» Problem description
Among the lines below, how many have the word "outline"? The reply is that number alone.

Records contained in a dataset:
:::::
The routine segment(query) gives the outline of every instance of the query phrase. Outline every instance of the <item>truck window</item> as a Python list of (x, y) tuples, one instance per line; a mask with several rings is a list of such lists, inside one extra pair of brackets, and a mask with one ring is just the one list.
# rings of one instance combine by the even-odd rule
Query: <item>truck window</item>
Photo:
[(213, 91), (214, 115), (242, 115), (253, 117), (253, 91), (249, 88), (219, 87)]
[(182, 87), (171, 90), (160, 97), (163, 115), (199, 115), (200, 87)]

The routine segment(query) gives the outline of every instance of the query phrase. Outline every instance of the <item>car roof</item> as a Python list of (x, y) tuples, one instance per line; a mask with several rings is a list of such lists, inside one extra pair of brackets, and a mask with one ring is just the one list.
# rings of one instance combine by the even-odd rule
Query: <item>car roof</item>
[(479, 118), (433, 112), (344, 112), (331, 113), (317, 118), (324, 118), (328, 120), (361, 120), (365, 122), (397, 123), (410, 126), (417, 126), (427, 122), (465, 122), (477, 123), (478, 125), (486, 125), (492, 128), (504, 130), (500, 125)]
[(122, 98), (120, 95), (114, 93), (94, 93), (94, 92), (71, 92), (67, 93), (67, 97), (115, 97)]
:::::
» Answer section
2